§ **What you have to do**
If a line in the entries below contains "kitchen", copy it.
◇ ◇ ◇ ◇ ◇ ◇ ◇
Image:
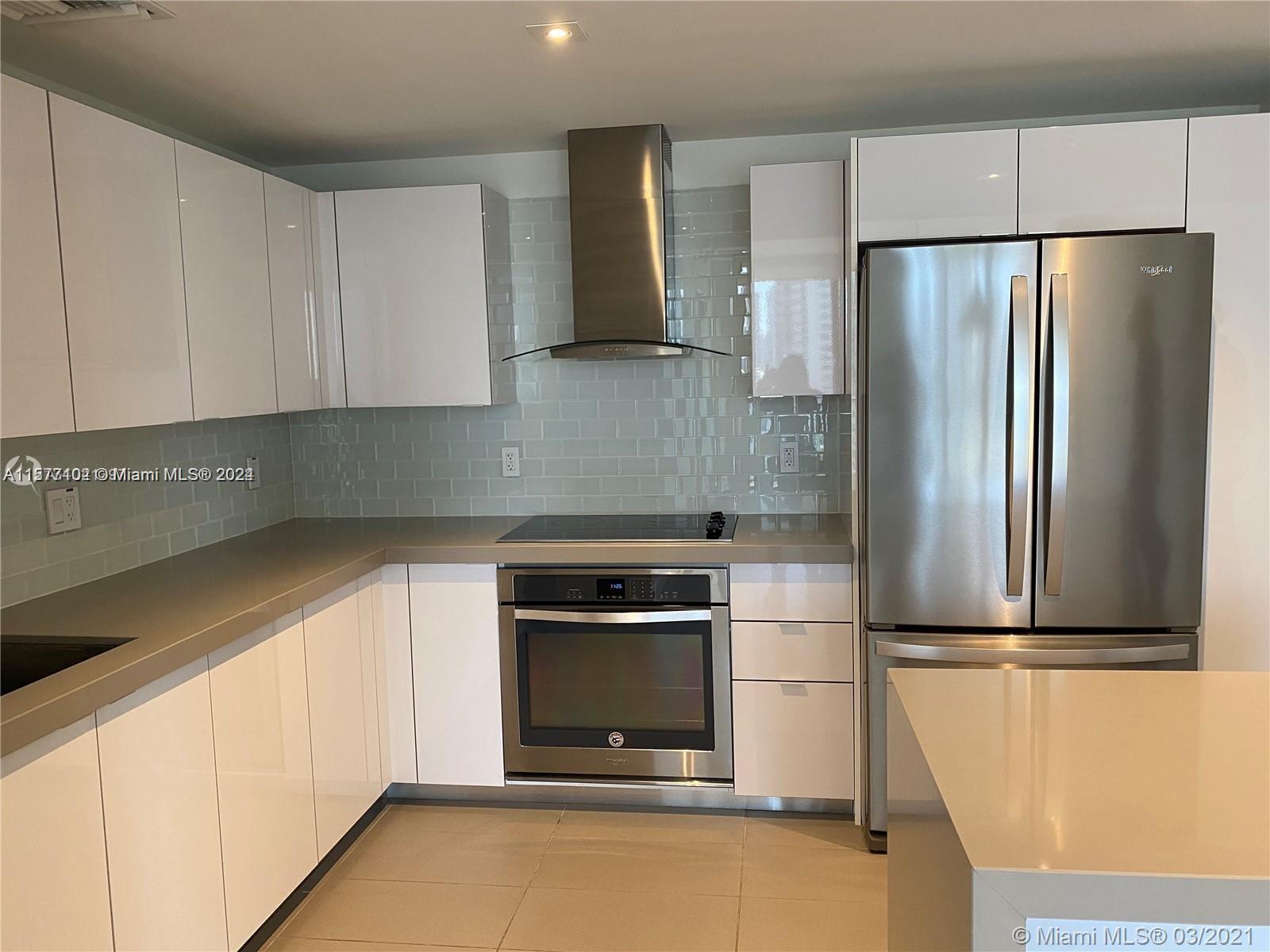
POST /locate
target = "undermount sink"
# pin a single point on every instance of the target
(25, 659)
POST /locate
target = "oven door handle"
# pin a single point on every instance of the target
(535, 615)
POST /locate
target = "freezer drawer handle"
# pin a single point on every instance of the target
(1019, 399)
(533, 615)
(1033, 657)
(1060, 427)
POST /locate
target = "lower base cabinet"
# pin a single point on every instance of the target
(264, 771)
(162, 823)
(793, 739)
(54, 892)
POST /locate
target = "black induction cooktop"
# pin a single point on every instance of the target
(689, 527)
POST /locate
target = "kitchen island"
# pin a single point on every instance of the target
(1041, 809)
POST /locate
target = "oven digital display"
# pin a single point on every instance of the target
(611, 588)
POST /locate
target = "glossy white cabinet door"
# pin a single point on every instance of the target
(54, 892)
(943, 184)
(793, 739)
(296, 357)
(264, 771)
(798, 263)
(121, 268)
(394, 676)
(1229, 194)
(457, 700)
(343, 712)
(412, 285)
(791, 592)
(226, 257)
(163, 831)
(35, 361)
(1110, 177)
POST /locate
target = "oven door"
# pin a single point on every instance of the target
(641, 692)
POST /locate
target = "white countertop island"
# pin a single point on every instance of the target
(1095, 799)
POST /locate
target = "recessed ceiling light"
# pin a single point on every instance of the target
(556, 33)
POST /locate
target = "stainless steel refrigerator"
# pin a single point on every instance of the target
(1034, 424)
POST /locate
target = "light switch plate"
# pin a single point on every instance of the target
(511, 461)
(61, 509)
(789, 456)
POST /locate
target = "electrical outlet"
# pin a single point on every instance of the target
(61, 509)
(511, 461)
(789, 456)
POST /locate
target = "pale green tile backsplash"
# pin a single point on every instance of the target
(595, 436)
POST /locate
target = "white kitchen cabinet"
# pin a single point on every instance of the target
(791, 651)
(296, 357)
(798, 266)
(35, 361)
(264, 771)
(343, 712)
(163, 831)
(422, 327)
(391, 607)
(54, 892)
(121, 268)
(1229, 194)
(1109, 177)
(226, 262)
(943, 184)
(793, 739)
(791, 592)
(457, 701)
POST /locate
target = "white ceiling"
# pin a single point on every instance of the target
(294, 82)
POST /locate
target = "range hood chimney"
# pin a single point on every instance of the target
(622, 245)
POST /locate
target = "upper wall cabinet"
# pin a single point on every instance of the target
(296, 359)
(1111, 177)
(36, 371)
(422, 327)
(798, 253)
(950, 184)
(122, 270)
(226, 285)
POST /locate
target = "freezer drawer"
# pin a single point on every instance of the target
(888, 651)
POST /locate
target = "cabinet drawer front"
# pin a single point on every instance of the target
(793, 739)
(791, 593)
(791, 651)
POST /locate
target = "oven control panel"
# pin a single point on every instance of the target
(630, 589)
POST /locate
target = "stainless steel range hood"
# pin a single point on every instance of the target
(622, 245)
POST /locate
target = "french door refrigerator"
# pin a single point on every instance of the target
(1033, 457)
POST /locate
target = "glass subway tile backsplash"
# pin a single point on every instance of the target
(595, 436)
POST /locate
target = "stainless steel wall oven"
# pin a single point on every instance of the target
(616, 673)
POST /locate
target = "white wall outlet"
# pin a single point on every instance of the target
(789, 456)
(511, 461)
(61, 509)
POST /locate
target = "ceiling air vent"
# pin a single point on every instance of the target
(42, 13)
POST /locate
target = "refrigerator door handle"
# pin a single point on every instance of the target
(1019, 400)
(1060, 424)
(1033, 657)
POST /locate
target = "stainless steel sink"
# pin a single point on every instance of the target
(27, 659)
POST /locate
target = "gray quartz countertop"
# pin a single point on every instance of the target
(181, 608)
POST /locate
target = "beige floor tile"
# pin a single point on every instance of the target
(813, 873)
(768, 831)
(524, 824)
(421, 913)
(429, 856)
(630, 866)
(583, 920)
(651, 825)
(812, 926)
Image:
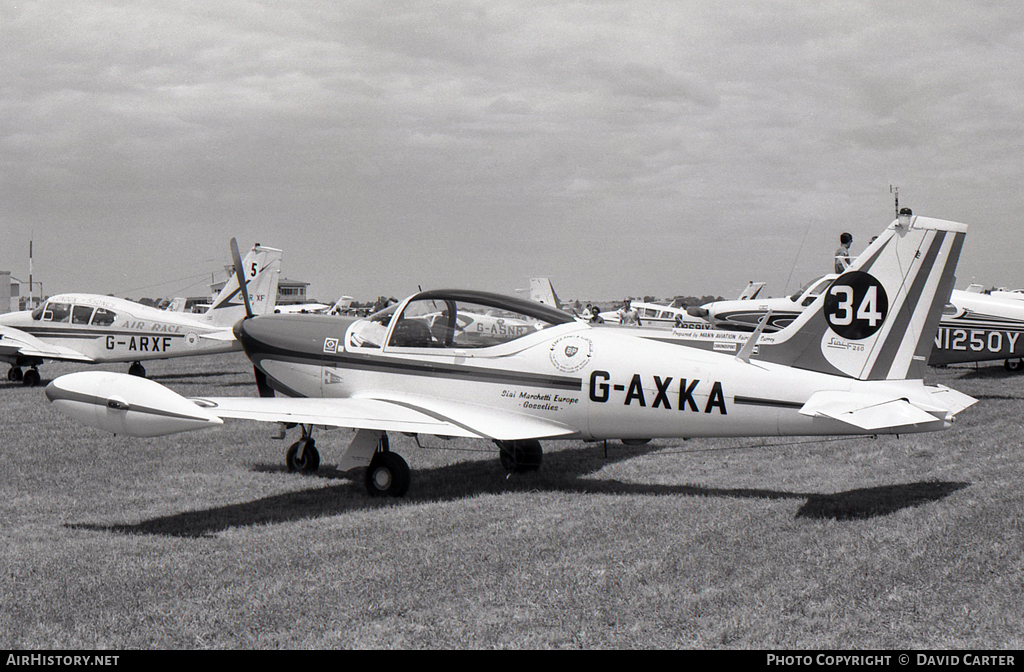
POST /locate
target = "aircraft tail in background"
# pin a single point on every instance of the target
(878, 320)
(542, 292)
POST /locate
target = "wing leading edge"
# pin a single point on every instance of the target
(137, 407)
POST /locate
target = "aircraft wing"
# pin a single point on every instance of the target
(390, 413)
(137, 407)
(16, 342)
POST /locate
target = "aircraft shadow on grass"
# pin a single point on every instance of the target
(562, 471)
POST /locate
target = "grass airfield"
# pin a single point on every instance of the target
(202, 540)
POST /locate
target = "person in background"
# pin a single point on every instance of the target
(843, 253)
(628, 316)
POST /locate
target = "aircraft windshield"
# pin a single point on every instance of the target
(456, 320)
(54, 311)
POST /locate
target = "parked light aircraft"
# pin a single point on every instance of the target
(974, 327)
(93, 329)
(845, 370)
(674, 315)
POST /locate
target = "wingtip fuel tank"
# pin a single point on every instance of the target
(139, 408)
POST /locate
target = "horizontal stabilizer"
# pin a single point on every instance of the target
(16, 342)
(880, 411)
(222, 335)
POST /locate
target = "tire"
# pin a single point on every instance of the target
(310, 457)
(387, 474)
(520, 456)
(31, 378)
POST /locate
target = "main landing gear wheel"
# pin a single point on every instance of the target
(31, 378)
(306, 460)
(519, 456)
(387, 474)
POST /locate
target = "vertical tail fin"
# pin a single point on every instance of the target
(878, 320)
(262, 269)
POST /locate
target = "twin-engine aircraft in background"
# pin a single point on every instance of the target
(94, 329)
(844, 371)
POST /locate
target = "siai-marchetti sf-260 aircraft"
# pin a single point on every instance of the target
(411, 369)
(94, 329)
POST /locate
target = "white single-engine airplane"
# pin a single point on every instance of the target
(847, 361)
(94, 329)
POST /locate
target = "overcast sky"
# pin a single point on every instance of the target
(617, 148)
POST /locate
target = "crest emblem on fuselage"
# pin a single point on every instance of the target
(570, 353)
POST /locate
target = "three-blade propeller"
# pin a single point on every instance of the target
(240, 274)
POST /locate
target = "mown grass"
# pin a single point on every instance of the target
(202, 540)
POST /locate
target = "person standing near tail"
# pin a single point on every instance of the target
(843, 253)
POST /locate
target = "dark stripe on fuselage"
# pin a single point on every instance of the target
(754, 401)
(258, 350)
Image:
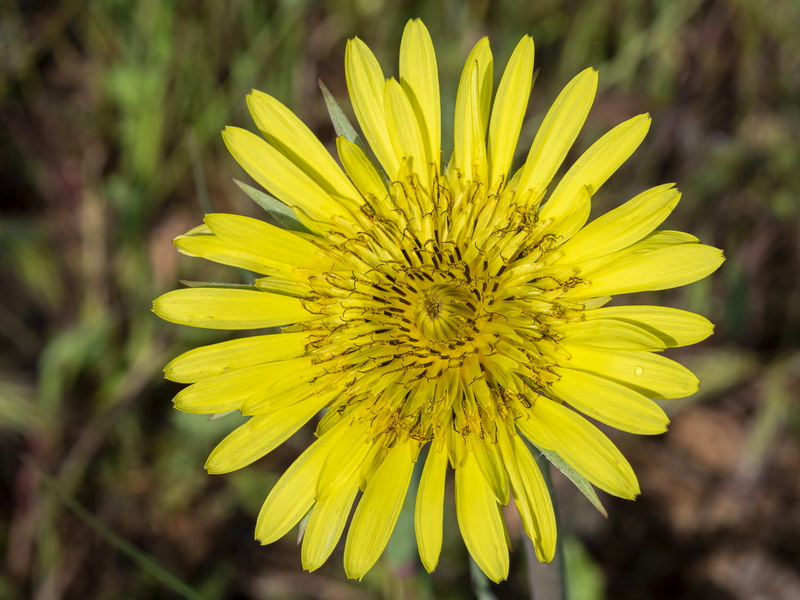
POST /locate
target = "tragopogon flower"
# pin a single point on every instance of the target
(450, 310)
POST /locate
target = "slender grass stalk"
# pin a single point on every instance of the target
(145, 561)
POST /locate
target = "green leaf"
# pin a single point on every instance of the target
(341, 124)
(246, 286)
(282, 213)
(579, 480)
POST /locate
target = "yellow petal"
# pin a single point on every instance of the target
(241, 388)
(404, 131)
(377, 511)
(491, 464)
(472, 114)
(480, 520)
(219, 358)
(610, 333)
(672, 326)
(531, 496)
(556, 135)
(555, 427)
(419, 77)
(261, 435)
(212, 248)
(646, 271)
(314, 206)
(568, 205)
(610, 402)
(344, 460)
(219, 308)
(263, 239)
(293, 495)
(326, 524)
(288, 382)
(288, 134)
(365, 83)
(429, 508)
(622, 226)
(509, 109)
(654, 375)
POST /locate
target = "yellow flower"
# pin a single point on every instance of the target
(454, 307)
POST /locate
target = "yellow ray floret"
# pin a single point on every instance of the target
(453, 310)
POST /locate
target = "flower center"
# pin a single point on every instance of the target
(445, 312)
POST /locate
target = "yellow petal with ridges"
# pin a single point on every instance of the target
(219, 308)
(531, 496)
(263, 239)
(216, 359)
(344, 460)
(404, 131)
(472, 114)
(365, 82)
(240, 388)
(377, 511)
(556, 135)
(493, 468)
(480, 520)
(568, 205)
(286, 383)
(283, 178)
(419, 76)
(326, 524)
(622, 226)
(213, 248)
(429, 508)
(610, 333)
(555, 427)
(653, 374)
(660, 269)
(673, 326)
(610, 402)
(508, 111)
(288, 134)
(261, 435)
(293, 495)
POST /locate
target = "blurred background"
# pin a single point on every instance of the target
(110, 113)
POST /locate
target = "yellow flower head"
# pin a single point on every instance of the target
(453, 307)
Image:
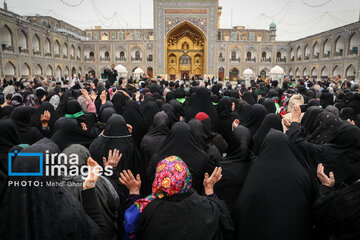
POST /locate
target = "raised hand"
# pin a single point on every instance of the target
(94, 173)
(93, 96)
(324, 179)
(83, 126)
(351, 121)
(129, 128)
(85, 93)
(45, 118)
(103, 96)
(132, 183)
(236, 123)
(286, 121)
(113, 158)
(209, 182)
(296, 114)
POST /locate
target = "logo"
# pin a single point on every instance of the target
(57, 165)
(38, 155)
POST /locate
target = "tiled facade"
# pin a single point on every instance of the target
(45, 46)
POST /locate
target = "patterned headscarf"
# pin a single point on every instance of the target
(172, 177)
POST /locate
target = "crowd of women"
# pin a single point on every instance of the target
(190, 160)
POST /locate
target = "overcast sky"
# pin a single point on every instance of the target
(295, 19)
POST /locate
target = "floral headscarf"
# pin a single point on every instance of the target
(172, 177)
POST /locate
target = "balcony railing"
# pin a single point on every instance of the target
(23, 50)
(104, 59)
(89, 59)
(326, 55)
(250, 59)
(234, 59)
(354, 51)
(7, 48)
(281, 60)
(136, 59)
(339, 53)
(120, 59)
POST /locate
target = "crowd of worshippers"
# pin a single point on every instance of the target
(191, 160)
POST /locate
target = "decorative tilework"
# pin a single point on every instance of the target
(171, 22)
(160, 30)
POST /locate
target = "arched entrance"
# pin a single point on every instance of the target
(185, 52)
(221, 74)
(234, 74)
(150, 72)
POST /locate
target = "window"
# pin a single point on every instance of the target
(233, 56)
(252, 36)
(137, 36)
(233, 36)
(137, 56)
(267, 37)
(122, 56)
◇ ◇ ◇ ◇ ◇ ◇ ◇
§ **Response area**
target = "kitchen island"
target = "white kitchen cabinet"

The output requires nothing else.